## [Instructions to follow]
Look below for the line containing "For every instance of the tan" and the line containing "[[74, 42], [111, 2]]"; repeat exactly those two lines and all lines between them, and nothing else.

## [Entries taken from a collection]
= = = = =
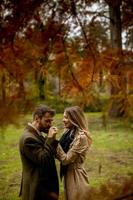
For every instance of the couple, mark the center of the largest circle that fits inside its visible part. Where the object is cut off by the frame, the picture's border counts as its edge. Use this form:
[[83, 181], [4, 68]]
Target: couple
[[39, 175]]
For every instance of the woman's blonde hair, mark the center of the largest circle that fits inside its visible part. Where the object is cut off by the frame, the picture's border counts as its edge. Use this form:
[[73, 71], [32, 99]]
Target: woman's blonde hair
[[77, 118]]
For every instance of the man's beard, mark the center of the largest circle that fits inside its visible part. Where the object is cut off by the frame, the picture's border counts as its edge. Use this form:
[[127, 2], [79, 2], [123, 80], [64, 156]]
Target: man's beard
[[44, 129]]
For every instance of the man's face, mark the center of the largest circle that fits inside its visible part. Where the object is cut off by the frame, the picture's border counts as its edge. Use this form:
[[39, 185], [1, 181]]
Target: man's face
[[45, 122], [66, 121]]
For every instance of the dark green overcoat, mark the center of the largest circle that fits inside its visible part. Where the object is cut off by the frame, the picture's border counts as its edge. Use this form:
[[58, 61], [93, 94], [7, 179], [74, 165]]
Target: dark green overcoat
[[39, 175]]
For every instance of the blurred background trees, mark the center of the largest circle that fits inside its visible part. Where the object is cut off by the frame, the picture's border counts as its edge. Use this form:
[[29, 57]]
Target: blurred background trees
[[66, 52]]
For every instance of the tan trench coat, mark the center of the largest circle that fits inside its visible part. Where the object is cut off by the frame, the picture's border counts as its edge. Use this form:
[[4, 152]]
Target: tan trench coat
[[76, 185]]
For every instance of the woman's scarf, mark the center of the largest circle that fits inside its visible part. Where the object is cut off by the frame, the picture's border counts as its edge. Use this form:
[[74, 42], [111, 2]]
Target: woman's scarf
[[65, 142]]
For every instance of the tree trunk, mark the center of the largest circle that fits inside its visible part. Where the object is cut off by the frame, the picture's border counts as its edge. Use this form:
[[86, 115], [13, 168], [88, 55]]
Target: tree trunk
[[116, 44]]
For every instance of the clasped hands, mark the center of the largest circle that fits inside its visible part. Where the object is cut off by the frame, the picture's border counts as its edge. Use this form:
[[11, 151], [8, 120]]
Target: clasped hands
[[52, 132]]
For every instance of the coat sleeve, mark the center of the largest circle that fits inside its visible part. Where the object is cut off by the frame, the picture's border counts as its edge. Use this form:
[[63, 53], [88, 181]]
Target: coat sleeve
[[38, 153], [80, 145]]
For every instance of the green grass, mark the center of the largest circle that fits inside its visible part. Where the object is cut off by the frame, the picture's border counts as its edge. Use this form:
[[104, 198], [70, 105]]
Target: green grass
[[109, 159]]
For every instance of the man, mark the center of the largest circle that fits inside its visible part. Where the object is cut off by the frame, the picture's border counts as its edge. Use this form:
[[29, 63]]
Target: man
[[39, 175]]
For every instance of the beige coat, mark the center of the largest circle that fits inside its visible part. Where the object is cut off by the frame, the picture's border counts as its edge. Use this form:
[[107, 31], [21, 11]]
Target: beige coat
[[75, 180]]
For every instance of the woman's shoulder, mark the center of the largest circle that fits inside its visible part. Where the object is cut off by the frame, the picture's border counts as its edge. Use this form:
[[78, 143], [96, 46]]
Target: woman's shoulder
[[81, 135]]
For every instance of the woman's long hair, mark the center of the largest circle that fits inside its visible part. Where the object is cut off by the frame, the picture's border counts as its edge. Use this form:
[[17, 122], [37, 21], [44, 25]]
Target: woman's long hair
[[78, 119]]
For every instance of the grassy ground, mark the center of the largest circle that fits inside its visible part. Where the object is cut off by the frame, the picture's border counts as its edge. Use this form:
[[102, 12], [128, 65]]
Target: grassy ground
[[109, 162]]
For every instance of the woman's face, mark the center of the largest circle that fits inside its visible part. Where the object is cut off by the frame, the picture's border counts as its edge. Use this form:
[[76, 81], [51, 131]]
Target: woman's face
[[66, 121]]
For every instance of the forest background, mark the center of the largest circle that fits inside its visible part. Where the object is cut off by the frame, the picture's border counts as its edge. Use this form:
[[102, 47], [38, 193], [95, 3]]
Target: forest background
[[63, 53]]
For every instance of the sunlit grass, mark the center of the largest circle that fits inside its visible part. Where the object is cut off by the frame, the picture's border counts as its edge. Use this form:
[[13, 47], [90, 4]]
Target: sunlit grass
[[110, 155]]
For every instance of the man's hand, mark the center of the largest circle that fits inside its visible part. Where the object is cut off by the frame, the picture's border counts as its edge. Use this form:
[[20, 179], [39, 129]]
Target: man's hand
[[52, 132]]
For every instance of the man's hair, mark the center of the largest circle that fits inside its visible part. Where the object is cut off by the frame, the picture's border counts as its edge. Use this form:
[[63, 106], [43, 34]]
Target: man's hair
[[41, 110]]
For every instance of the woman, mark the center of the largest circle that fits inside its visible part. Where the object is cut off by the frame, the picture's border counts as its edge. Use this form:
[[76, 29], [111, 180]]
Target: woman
[[71, 151]]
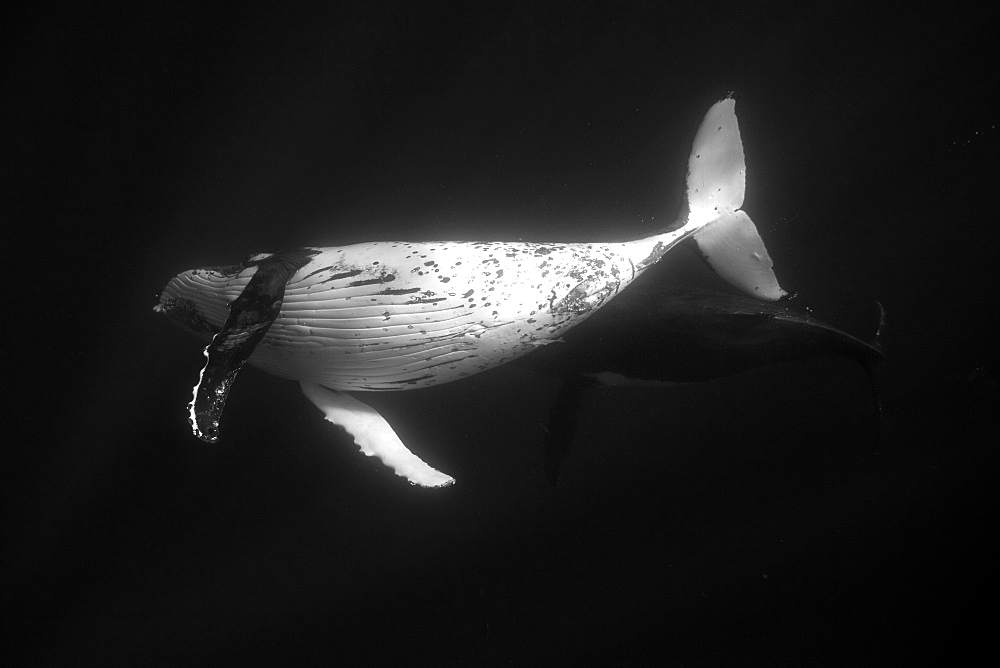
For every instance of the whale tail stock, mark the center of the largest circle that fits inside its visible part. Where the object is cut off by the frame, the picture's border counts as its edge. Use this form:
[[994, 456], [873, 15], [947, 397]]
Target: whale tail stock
[[716, 183]]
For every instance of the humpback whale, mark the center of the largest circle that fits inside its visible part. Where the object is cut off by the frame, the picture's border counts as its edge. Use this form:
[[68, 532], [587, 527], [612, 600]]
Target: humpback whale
[[395, 315]]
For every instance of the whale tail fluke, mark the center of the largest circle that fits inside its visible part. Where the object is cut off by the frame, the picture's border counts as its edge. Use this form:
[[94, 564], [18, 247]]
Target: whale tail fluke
[[716, 183]]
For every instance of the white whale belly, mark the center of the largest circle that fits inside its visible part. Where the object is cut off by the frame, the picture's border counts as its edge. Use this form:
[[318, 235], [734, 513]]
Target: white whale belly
[[399, 315]]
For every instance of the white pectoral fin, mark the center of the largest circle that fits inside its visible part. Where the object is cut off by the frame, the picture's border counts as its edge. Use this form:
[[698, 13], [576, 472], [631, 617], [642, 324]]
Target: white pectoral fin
[[373, 434]]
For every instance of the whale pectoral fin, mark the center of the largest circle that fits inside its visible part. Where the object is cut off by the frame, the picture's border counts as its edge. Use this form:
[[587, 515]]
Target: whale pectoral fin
[[373, 434]]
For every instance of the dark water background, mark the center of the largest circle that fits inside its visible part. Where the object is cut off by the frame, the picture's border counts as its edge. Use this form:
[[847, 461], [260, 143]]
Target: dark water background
[[747, 521]]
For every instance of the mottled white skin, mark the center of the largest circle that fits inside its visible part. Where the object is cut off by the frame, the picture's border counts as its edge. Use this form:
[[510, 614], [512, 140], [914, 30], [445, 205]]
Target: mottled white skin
[[403, 315]]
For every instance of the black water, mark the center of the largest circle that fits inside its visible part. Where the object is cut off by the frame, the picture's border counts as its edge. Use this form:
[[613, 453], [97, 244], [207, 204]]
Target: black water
[[754, 520]]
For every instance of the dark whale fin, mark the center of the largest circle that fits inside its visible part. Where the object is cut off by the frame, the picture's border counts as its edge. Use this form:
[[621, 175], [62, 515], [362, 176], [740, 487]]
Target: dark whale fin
[[250, 316]]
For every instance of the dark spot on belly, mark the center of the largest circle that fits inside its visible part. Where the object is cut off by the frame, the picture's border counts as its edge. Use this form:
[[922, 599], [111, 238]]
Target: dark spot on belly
[[373, 281]]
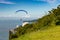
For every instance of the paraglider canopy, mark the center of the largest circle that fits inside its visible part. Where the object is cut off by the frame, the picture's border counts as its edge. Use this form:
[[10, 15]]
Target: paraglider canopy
[[22, 10]]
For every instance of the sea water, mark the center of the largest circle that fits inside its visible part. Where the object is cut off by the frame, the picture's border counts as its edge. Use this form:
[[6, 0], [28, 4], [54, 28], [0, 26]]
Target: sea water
[[5, 26]]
= = = = =
## [Expected output]
For every instance of the tan trench coat, mark the center of the largest circle that fits inside its visible part. Where the object is cut off by the frame, the picture's border counts as its edge. Use this form:
[[4, 152]]
Target: tan trench coat
[[76, 185]]
For every instance of the woman's scarf, mark the center of the largest circle that fits inside its visible part. Where the object is cut off by the frame, the picture's border counts as its edge. Use this form:
[[74, 42], [111, 2]]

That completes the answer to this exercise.